Items listed in a dataset
↓↓↓
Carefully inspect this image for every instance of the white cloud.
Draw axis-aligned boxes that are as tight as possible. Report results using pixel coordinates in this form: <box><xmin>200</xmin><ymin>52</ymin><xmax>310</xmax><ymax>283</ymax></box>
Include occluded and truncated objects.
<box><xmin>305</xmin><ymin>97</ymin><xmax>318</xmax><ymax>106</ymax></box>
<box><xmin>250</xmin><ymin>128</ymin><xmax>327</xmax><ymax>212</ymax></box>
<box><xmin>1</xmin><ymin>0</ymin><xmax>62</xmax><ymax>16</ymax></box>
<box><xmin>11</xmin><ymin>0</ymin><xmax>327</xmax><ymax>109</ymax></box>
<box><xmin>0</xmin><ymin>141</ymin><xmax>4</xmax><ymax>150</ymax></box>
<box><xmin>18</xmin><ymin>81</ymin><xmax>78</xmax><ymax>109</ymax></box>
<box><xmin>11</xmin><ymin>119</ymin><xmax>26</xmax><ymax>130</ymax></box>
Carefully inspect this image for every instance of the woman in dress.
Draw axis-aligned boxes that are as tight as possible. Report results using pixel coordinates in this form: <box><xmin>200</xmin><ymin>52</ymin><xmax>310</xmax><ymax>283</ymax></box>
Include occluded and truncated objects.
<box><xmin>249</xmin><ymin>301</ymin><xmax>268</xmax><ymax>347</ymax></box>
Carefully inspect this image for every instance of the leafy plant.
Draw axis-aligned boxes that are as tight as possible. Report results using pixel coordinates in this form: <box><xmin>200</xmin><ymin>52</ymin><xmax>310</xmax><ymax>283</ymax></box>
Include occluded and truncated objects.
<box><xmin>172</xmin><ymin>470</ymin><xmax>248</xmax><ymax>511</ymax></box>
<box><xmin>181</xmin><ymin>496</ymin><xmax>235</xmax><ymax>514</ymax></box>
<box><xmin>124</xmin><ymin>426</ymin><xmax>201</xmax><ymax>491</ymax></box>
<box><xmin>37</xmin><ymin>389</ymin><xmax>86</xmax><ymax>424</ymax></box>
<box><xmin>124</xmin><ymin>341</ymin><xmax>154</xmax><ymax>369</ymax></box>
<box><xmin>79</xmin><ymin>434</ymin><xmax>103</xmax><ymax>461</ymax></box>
↑↑↑
*WHAT YOU SHOULD DO*:
From the records above, extract every entry exactly as given.

*RESPONSE TO THIS TASK*:
Carefully inspect this image for every instance of the white cloud.
Draw axis-aligned boxes that are as tight as possible. Report results using pixel coordinates in this form: <box><xmin>200</xmin><ymin>52</ymin><xmax>310</xmax><ymax>283</ymax></box>
Include occluded and truncated objects.
<box><xmin>305</xmin><ymin>97</ymin><xmax>318</xmax><ymax>106</ymax></box>
<box><xmin>250</xmin><ymin>128</ymin><xmax>327</xmax><ymax>212</ymax></box>
<box><xmin>1</xmin><ymin>0</ymin><xmax>62</xmax><ymax>16</ymax></box>
<box><xmin>11</xmin><ymin>0</ymin><xmax>327</xmax><ymax>109</ymax></box>
<box><xmin>0</xmin><ymin>141</ymin><xmax>4</xmax><ymax>150</ymax></box>
<box><xmin>18</xmin><ymin>81</ymin><xmax>78</xmax><ymax>109</ymax></box>
<box><xmin>11</xmin><ymin>119</ymin><xmax>26</xmax><ymax>130</ymax></box>
Carefully inspect this image for every instance of the woman in dress.
Draw axis-aligned boxes that are as tight as possible. Report results using pixel coordinates in this form: <box><xmin>200</xmin><ymin>52</ymin><xmax>310</xmax><ymax>283</ymax></box>
Include occluded and truncated objects.
<box><xmin>249</xmin><ymin>301</ymin><xmax>268</xmax><ymax>347</ymax></box>
Carefully inspect this image for every instance of the leafy plant.
Draw axis-aligned boxes that are as tight as possible. Report results using pixel coordinates in this form: <box><xmin>200</xmin><ymin>52</ymin><xmax>310</xmax><ymax>283</ymax></box>
Include occluded and truncated objects.
<box><xmin>172</xmin><ymin>470</ymin><xmax>248</xmax><ymax>511</ymax></box>
<box><xmin>181</xmin><ymin>496</ymin><xmax>235</xmax><ymax>514</ymax></box>
<box><xmin>124</xmin><ymin>426</ymin><xmax>201</xmax><ymax>491</ymax></box>
<box><xmin>37</xmin><ymin>389</ymin><xmax>86</xmax><ymax>424</ymax></box>
<box><xmin>124</xmin><ymin>341</ymin><xmax>154</xmax><ymax>369</ymax></box>
<box><xmin>79</xmin><ymin>434</ymin><xmax>103</xmax><ymax>461</ymax></box>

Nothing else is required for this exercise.